* **EXERCISE REQUIREMENTS**
Make an exact copy of all the entries below, with the pictures left out.

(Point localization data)
%%

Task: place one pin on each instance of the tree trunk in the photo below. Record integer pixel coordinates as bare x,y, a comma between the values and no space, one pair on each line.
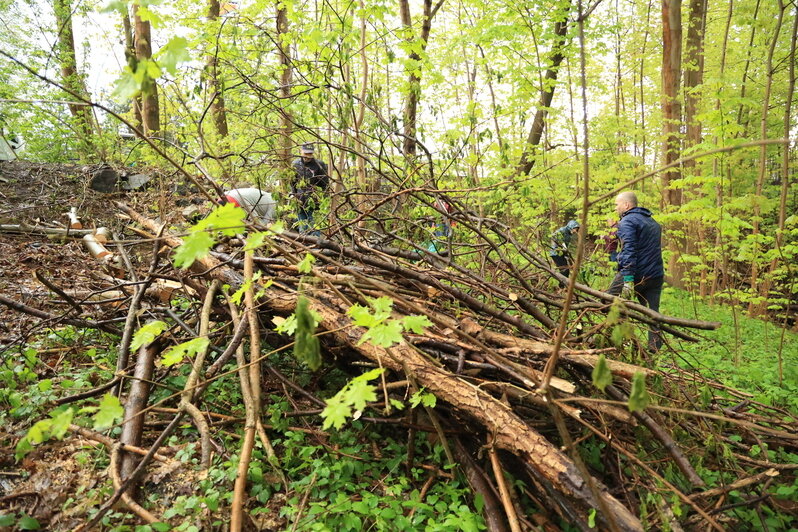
414,78
754,308
546,94
719,266
150,112
132,63
693,81
214,83
286,79
65,46
671,108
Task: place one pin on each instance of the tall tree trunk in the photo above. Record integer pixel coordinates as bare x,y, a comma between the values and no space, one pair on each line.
214,83
286,79
150,111
720,264
414,78
546,94
132,63
693,81
671,108
762,290
65,46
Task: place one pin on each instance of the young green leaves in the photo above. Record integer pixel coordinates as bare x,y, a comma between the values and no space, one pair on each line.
356,394
228,220
382,330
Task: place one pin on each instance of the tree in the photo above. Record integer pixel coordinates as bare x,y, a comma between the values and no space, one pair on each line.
546,93
150,110
71,78
671,108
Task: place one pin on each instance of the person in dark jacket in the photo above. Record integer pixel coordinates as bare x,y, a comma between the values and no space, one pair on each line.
640,268
310,177
562,243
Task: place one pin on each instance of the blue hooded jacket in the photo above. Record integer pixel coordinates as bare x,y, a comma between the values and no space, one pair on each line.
641,249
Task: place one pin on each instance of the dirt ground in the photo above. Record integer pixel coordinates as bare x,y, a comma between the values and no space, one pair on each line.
41,195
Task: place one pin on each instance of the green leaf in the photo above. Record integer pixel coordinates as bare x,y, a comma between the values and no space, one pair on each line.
147,334
361,393
195,246
384,335
362,316
382,306
126,86
639,398
306,346
255,241
397,404
176,354
602,376
116,5
423,398
417,324
174,52
335,413
28,523
369,375
61,423
110,410
306,264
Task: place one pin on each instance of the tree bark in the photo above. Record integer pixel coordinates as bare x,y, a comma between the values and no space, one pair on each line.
286,79
150,111
214,83
414,77
546,94
71,78
671,108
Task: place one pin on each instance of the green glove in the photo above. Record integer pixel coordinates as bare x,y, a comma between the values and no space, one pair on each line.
628,287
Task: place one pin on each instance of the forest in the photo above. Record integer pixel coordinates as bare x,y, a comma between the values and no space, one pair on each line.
412,341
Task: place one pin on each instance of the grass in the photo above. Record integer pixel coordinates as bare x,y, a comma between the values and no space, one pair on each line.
748,354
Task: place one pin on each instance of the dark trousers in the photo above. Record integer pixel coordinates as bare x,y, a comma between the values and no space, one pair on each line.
648,292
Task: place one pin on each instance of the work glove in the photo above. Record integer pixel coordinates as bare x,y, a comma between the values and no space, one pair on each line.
628,289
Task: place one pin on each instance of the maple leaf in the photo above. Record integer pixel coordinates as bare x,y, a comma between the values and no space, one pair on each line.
110,410
195,246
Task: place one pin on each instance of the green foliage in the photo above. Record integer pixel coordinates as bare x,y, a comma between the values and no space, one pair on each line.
356,394
226,220
306,264
382,330
639,398
602,376
306,345
175,354
108,412
147,334
53,427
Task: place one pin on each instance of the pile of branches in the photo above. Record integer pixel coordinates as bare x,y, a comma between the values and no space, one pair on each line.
509,358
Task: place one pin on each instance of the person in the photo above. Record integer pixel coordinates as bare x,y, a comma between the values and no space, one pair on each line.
441,229
258,203
310,176
611,240
640,267
562,242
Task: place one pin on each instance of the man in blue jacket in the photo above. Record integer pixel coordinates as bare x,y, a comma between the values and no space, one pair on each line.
640,267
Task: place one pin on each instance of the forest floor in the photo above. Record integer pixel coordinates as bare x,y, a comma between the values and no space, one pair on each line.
60,483
41,195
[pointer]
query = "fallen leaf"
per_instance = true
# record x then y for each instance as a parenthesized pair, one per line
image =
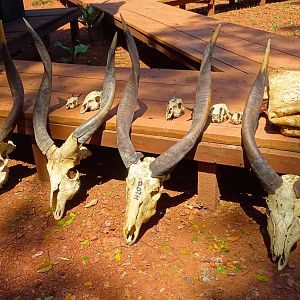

%%

* **REPLY TO THE TASK**
Task: place one pin on each instance of the tree trunk in the photo below. Record integer pixel coordinates as bare x,y, a comma between the values and no space, one pair on each line.
414,78
754,308
546,94
719,266
150,112
132,63
693,81
214,83
286,79
65,46
671,108
Task: place one pin on each instance of the tall tree trunk in the photo above. Record integer pixel coordinates as bare x,y, a comma between the values and no space, one pair on each line.
214,83
286,79
150,111
720,264
414,78
546,94
132,63
693,81
671,108
762,290
65,46
Task: place one pin on each instance of the young green leaves in the photo above. Record integer pixel coordinates as bare x,y, a comma between the values and no space, one pair on each line.
356,394
228,220
382,330
Task: place one pin on each instance of the tree in the photo above. Record integer pixel coordinates as bare x,y, a comma between the values and no space, one pair on each line.
546,93
150,110
71,78
671,108
Task: place one pin on each instance of the person in dark jacket in the photo above. Record integer pixel coordinates as bare x,y, a comma between the values and no space, one pair on each line.
640,268
310,177
562,243
Task: place one pin on each instance of the blue hooded jacket in the photo above. Record integer pixel coordinates as bare x,y, a comma between the values and no space, one pair on each line.
641,249
Task: place one pin on each instance of the dirt ground in the photo above. Record integer pixel coordinates as bare x,y, a comma between the values and no space, one pair on each line.
41,195
Task: place one pin on each instance of the green leaf in the photo above. Record integer pixel coordinates as bare x,y, a comma between the values and no space, one pair on each line.
147,334
361,393
195,246
384,335
362,316
382,306
126,86
639,398
306,346
255,241
397,404
176,354
602,376
116,5
423,398
417,324
174,52
335,413
28,523
369,375
61,423
110,410
306,264
Task: place one pin on each instance of the tree bark in the photo above. Record integer pixel coordinates as bare x,y, a comma between the values and no space, one pair on each line.
286,79
150,111
214,83
414,77
546,94
71,78
671,108
Task: place one pin on each instance of the green glove in the photo above. Record integer pixel coordinates as bare x,y, a comma between the values and no space, one pair on each line.
628,287
Task: place one pin on each instance of the forest in the photo above. Record integer pixel coordinates as bare x,y, a comma between the values and no space, one pair on each line.
412,341
Task: place one pin on each instance of the grass in the photo above. Record integer pixel coordinates as bare x,y, a comma between the values and no space, one pair on each line.
748,354
Task: place one pin on each instance of the dark trousers in the photo above. Record integer pixel coordinates as bare x,y, a comma between the values and no space, one pair on each line.
648,292
Task: place one pin on each instance of the work glove in the photo above. Record integer pixel coordinates as bare x,y, a comma between the values and no space, one pair on each line.
628,289
Task: place one pin on each instance of the maple leaf in the photo above. Record integer pixel coordinates as bare x,y, a comma between the values and no space, one pair on each line.
110,410
195,246
Task: place one pin on each instance of the green foliage in the photo above. Record integer pixel coordinates as bare x,y, a comma between the values and no space, one pair on each line.
356,394
226,220
306,264
382,330
639,398
602,376
306,345
175,354
108,412
147,334
53,427
Task: place one pin on each instance of the pile of branches in the photo above. Record integer pixel coordinates as bare x,y, a comma between the values and no space, one pair on each line.
509,358
Task: place one pin on each instance of the person in the photo above. Record integer pixel coordinates as bare x,y, a comma between the values and no space, one pair on each line.
441,229
258,203
310,176
611,240
640,267
562,242
Task: place one pin on each instance of the man in blue jacket in the photo above. Record integer pixel coordinates as bare x,y, a comma between the values and no space, one pair on each line.
640,267
Task: place one pin on each instance of the forest floor in the photo above. Record integer pixel coordinates as bare x,y, a comma between the values and no space, one pair on each line.
60,483
41,195
[pointer]
query = "fallen leaf"
per_instance = true
# record x then y for each instance as a parenthesized pair, one per line
image =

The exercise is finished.